TO BE DONE
Count the lines in the data below that contain the string "column". Reply with that number alone.

INFORMATION GIVEN

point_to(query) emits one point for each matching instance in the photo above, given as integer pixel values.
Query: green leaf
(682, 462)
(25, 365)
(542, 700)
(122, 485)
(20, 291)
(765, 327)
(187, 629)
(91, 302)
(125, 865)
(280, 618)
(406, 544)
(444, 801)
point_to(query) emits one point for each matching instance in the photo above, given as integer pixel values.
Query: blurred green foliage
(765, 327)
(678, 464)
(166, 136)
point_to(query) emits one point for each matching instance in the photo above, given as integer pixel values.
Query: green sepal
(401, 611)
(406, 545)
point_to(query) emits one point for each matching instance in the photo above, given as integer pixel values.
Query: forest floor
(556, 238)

* * *

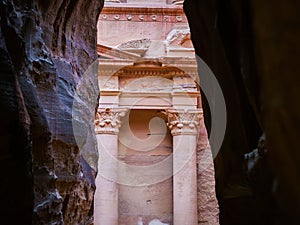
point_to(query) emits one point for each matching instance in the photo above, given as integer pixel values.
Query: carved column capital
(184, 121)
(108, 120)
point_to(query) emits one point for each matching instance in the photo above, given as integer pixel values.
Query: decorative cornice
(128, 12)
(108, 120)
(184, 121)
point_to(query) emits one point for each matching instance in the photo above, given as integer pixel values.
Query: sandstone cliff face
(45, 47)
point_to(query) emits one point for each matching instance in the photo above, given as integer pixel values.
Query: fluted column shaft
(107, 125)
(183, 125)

* * *

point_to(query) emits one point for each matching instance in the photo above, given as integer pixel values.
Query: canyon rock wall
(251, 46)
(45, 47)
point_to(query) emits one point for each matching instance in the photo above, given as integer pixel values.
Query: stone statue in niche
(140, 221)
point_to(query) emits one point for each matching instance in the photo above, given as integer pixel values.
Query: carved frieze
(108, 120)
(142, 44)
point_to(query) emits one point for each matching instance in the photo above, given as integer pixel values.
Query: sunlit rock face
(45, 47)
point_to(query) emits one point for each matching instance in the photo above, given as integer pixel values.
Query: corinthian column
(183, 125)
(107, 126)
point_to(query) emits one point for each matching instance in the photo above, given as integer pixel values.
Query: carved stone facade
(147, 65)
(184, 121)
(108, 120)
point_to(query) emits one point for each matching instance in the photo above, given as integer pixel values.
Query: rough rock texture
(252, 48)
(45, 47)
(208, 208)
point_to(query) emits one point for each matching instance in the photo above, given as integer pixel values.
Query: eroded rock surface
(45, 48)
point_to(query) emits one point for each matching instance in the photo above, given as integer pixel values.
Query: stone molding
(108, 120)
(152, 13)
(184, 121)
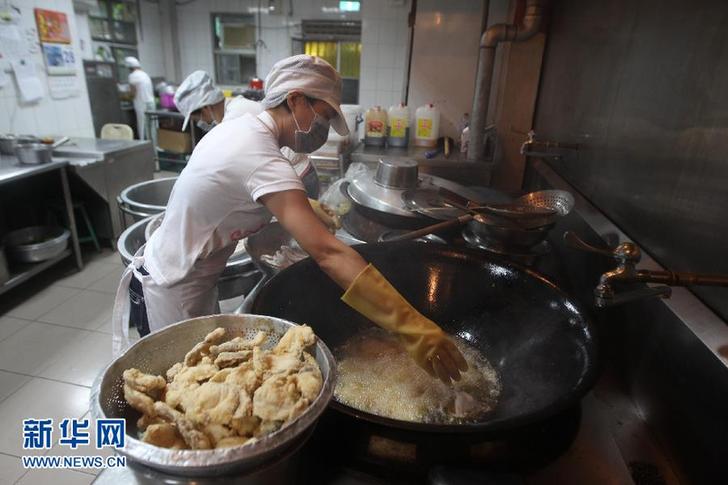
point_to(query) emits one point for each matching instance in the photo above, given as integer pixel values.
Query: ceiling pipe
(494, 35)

ANSWER TO THIS PROBLEM
3